**PROMPT**
In the article below about AbbVie's licensing deal with Regenxbio, what does it say is the advantage of giving RGX-314 into the suprachoroidal space? Answer in one to three sentences.

**PASSAGE**

****************

AbbVie spies potential in Regenxbio eye disease gene therapy

abstract eye

AbbVie has expanded its ophthalmology pipeline via a licensing deal with Regenxbio, paying $370 million upfront to get its hands on a gene therapy for wet age-related macular degeneration (AMD) and other eye diseases.

The partnership centres on RGX314, which delivers a gene coding for an antibody against VEGF – a well-established approach to treating wet AMD and the target of current blockbuster drugs like Bayer's Eylea (aflibercept) and Novartis/Roche's Lucentis (ranibizumab).

RGX-314 is currently in a pivotal, phase 2/3 trial investigating its safety and efficacy when it is injected as a one-off therapy under the retina of the eye in patients with wet AMD, comparing it to regular intravitreal injections of Lucentis.

Regenxbio is also running a pair of phase 2 trials in patients with wet AMD and diabetic retinopathy in which RGX-314 is administered into the suprachoroidal space – a procedure that can be carried out in a doctor's office rather than in surgery.

AbbVie is also putting up $1.4 billion in potential milestones for the project, and the two companies will split the costs of any additional studies.

****************

**GIVEN INFORMATION**

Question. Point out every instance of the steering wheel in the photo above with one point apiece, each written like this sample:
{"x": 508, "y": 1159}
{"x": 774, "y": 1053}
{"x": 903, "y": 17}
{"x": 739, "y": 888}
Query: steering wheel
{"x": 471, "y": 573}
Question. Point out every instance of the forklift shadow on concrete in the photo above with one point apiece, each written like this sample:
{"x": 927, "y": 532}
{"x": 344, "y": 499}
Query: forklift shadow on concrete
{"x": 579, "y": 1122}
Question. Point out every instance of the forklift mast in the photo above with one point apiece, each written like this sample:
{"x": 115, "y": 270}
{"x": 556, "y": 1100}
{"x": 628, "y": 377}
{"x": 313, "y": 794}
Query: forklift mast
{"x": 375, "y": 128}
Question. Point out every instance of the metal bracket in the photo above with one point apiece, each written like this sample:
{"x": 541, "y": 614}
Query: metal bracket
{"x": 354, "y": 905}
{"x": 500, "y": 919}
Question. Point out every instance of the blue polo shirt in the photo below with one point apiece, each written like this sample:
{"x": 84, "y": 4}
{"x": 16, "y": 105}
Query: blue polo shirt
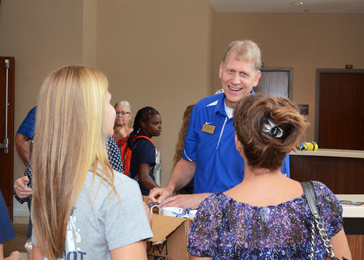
{"x": 219, "y": 166}
{"x": 27, "y": 126}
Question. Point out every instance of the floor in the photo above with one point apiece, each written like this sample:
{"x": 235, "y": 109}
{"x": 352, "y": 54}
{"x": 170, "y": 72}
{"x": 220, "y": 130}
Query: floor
{"x": 20, "y": 225}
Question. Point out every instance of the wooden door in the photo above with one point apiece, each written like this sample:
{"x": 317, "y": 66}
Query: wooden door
{"x": 341, "y": 110}
{"x": 7, "y": 77}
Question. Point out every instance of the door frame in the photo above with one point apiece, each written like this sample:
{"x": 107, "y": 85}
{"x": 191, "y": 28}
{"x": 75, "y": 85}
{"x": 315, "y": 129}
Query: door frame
{"x": 317, "y": 91}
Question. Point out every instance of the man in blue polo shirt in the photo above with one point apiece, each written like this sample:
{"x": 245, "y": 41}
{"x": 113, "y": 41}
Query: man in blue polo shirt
{"x": 209, "y": 152}
{"x": 25, "y": 135}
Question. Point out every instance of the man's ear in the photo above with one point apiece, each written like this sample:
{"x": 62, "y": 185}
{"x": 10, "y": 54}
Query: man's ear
{"x": 220, "y": 71}
{"x": 256, "y": 79}
{"x": 238, "y": 144}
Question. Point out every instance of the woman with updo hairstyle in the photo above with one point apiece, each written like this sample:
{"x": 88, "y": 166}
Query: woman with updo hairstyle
{"x": 266, "y": 216}
{"x": 147, "y": 123}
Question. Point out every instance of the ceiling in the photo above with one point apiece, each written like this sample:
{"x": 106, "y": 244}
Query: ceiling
{"x": 286, "y": 6}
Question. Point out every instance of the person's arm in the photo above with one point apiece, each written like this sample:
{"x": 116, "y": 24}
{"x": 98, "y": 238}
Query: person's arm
{"x": 13, "y": 255}
{"x": 144, "y": 176}
{"x": 21, "y": 189}
{"x": 22, "y": 144}
{"x": 182, "y": 174}
{"x": 200, "y": 258}
{"x": 37, "y": 253}
{"x": 137, "y": 251}
{"x": 340, "y": 245}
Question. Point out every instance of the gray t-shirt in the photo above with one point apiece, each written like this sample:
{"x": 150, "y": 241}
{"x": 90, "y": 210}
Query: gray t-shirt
{"x": 98, "y": 225}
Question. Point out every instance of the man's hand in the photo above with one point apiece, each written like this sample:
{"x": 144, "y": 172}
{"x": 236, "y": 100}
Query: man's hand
{"x": 149, "y": 215}
{"x": 21, "y": 188}
{"x": 192, "y": 201}
{"x": 157, "y": 195}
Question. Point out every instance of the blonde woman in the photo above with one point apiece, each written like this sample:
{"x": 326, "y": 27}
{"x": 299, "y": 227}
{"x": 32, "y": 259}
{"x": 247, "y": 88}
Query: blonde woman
{"x": 82, "y": 209}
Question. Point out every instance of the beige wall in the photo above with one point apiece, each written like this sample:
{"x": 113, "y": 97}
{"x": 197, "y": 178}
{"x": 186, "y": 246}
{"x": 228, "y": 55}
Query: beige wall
{"x": 159, "y": 54}
{"x": 42, "y": 36}
{"x": 302, "y": 41}
{"x": 156, "y": 53}
{"x": 165, "y": 53}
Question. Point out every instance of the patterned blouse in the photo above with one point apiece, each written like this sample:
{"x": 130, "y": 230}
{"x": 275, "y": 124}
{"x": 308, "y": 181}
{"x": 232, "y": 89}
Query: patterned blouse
{"x": 228, "y": 229}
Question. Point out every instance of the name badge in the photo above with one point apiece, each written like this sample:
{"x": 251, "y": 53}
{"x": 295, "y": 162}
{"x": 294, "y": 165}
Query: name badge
{"x": 208, "y": 129}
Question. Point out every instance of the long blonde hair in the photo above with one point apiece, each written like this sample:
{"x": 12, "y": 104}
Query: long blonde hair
{"x": 69, "y": 141}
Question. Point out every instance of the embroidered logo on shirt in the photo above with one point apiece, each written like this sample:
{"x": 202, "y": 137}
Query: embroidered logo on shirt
{"x": 208, "y": 129}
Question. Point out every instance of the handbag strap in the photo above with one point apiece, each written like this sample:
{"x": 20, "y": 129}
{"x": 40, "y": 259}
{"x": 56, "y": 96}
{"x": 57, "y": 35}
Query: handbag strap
{"x": 311, "y": 199}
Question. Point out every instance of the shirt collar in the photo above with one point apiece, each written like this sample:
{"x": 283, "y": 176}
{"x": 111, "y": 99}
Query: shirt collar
{"x": 220, "y": 106}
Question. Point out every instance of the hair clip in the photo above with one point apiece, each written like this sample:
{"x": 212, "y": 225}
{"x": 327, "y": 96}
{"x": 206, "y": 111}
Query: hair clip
{"x": 273, "y": 130}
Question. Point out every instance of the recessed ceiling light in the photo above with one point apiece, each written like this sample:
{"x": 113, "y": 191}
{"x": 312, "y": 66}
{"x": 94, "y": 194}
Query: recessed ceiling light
{"x": 297, "y": 3}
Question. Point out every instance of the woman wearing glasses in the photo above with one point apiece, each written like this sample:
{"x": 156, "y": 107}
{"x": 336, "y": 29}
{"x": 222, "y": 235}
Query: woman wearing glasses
{"x": 122, "y": 120}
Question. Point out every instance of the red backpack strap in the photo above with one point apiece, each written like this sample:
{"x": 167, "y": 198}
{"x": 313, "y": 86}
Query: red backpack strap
{"x": 145, "y": 137}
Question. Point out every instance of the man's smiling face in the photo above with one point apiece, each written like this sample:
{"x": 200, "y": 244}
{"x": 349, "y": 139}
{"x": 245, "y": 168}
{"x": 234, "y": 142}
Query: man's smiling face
{"x": 238, "y": 78}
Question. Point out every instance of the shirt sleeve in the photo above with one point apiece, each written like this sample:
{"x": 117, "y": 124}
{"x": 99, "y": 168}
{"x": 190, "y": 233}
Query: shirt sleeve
{"x": 6, "y": 228}
{"x": 285, "y": 167}
{"x": 331, "y": 211}
{"x": 191, "y": 139}
{"x": 28, "y": 125}
{"x": 129, "y": 214}
{"x": 28, "y": 172}
{"x": 204, "y": 232}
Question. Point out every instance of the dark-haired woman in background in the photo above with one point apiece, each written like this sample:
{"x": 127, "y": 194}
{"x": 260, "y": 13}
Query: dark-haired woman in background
{"x": 147, "y": 123}
{"x": 266, "y": 216}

****************

**OUTPUT**
Giving RGX-314 into the suprachoroidal space is a procedure that can be carried out in a doctor's office rather than in surgery.